Task objective
Whatever the records say, give every one of them again exactly.
START Given records
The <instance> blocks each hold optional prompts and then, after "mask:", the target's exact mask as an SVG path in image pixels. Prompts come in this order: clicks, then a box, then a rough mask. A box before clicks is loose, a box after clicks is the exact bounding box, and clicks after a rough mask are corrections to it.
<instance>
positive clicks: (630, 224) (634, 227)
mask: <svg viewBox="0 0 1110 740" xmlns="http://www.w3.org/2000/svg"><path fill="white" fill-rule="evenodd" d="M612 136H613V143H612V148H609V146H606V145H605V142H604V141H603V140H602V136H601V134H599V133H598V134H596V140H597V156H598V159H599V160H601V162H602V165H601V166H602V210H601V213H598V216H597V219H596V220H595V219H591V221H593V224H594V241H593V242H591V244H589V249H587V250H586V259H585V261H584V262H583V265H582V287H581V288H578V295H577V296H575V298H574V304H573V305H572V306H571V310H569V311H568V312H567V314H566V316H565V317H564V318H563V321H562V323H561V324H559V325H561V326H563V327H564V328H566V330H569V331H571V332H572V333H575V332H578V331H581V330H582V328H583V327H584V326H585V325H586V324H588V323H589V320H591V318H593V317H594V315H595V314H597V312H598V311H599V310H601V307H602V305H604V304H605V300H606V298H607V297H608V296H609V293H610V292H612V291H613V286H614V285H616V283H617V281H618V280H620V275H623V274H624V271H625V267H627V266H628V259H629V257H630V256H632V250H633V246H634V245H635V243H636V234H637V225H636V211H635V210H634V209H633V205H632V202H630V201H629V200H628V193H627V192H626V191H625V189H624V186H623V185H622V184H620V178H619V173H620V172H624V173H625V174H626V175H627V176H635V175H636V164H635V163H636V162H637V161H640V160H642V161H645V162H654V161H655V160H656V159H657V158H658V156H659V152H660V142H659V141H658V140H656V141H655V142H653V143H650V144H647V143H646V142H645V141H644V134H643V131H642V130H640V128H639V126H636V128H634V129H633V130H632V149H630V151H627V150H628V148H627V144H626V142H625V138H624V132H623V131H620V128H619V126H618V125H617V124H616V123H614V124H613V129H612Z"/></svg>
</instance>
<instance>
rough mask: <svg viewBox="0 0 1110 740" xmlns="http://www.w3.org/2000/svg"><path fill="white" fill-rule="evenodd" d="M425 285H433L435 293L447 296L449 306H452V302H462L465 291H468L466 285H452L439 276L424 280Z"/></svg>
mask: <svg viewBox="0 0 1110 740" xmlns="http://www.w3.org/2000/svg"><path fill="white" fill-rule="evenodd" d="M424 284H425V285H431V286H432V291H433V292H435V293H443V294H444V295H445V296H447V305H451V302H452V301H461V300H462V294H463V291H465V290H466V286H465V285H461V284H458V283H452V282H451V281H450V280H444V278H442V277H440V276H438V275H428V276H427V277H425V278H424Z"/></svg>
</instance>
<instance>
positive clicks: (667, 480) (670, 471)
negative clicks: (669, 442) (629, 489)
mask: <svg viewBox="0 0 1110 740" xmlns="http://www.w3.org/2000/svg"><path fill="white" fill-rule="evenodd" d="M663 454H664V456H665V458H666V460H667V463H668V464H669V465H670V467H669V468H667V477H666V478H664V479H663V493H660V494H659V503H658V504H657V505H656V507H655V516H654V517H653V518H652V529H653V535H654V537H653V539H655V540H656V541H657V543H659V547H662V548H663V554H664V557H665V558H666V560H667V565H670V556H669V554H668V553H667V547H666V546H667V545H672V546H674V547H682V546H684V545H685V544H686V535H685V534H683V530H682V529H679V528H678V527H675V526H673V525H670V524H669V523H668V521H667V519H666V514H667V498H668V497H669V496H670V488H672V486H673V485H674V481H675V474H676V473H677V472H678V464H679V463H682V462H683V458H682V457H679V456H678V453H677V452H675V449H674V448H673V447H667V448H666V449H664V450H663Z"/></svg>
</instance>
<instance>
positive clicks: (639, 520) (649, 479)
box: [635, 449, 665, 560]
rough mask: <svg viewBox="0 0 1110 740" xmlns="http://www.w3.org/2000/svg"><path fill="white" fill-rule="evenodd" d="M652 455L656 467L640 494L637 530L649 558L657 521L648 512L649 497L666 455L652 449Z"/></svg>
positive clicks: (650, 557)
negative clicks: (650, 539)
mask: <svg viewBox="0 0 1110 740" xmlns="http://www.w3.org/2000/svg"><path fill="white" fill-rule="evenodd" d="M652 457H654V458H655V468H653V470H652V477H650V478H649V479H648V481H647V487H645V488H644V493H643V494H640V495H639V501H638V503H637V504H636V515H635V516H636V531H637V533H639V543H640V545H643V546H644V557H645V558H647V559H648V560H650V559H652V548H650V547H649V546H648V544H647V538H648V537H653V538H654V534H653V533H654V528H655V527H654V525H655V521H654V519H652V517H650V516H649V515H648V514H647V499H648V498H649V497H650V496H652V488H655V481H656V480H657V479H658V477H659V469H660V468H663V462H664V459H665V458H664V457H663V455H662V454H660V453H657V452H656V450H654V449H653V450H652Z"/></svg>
END Given records
Solution
The <instance> blocks each hold optional prompts and then, after "mask:", the target's exact mask as an SVG path in image pixels. Prompts come in this order: clicks, then a box, then a rough mask. A box before clicks is loose, a box after clicks is the exact bounding box, and clicks after a rough mask are corrections to it.
<instance>
positive clicks: (630, 224) (634, 227)
mask: <svg viewBox="0 0 1110 740" xmlns="http://www.w3.org/2000/svg"><path fill="white" fill-rule="evenodd" d="M612 136H613V143H612V148H609V146H606V145H605V142H604V141H603V140H602V136H601V134H599V133H598V134H596V140H597V156H598V159H599V160H601V162H602V165H601V166H602V210H601V213H598V216H597V219H596V220H595V219H591V221H593V224H594V241H593V242H591V244H589V249H587V250H586V259H585V261H584V262H583V265H582V287H581V288H578V295H577V296H575V298H574V304H573V305H572V306H571V310H569V311H568V312H567V314H566V316H565V317H564V318H563V321H562V323H561V324H559V325H561V326H563V327H564V328H566V330H569V331H571V332H572V333H575V332H578V331H581V330H582V328H583V327H584V326H585V325H586V324H588V323H589V320H591V318H593V317H594V315H595V314H597V312H598V311H599V310H601V307H602V305H604V304H605V300H606V298H607V297H608V296H609V293H610V292H612V291H613V286H614V285H616V283H617V281H618V280H620V275H623V274H624V271H625V267H627V266H628V259H629V257H630V256H632V250H633V246H634V245H635V243H636V234H637V225H636V211H635V210H634V209H633V205H632V202H630V201H629V200H628V193H627V192H626V191H625V189H624V186H623V185H622V184H620V178H619V173H620V172H624V173H625V174H626V175H627V176H635V175H636V164H635V163H636V162H637V161H640V160H642V161H645V162H654V161H655V160H656V159H657V158H658V156H659V152H660V142H659V141H658V140H656V141H655V142H653V143H650V144H647V143H646V142H645V141H644V134H643V131H642V130H640V128H639V126H636V128H634V129H633V130H632V149H630V151H627V150H628V148H627V144H626V142H625V138H624V132H623V131H620V128H619V126H618V125H617V124H616V123H614V124H613V129H612Z"/></svg>
</instance>
<instance>
rough mask: <svg viewBox="0 0 1110 740" xmlns="http://www.w3.org/2000/svg"><path fill="white" fill-rule="evenodd" d="M425 285H433L435 293L447 296L449 306H452V302H462L465 291H468L466 285H452L439 276L424 280Z"/></svg>
mask: <svg viewBox="0 0 1110 740" xmlns="http://www.w3.org/2000/svg"><path fill="white" fill-rule="evenodd" d="M424 284H425V285H431V286H432V291H433V292H435V293H443V294H444V295H445V296H447V305H451V302H452V301H461V300H462V294H463V291H465V290H466V286H465V285H461V284H458V283H452V282H451V281H450V280H444V278H442V277H440V276H438V275H428V276H427V277H425V278H424Z"/></svg>
</instance>
<instance>
positive clicks: (667, 480) (670, 471)
negative clicks: (669, 442) (629, 489)
mask: <svg viewBox="0 0 1110 740" xmlns="http://www.w3.org/2000/svg"><path fill="white" fill-rule="evenodd" d="M663 454H664V456H665V458H666V460H667V463H668V464H669V465H670V467H669V468H667V477H666V478H664V479H663V493H660V494H659V503H658V504H657V505H656V507H655V516H654V517H653V518H652V529H653V535H654V537H653V539H655V540H656V541H657V543H659V547H662V548H663V554H664V557H665V558H666V560H667V565H670V556H669V554H668V553H667V547H666V546H667V545H672V546H674V547H682V546H684V545H685V544H686V535H685V534H683V530H682V529H679V528H678V527H675V526H673V525H670V524H669V523H668V521H667V519H666V514H667V498H668V497H669V496H670V488H672V486H673V485H674V481H675V474H676V473H677V472H678V464H679V463H682V462H683V458H682V457H679V456H678V453H677V452H675V449H674V448H673V447H667V448H666V449H664V450H663Z"/></svg>
</instance>
<instance>
positive clicks: (639, 520) (649, 479)
box: [635, 449, 665, 560]
rough mask: <svg viewBox="0 0 1110 740" xmlns="http://www.w3.org/2000/svg"><path fill="white" fill-rule="evenodd" d="M652 455L656 467L640 494L637 530L649 558L657 521L648 512L649 497L666 455L652 449Z"/></svg>
positive clicks: (650, 557)
negative clicks: (650, 539)
mask: <svg viewBox="0 0 1110 740" xmlns="http://www.w3.org/2000/svg"><path fill="white" fill-rule="evenodd" d="M652 457H654V458H655V468H653V470H652V477H650V478H649V479H648V481H647V487H645V488H644V493H643V494H640V495H639V501H638V503H637V504H636V515H635V516H636V531H637V533H639V543H640V545H643V546H644V557H645V558H647V559H648V560H650V559H652V548H650V547H649V546H648V544H647V538H648V537H653V538H654V534H653V533H654V528H655V527H654V525H655V521H654V519H652V517H650V516H649V515H648V514H647V499H648V498H649V497H650V496H652V488H655V481H656V480H657V479H658V477H659V469H660V468H663V462H664V459H665V458H664V457H663V455H662V454H660V453H657V452H656V450H654V449H653V450H652Z"/></svg>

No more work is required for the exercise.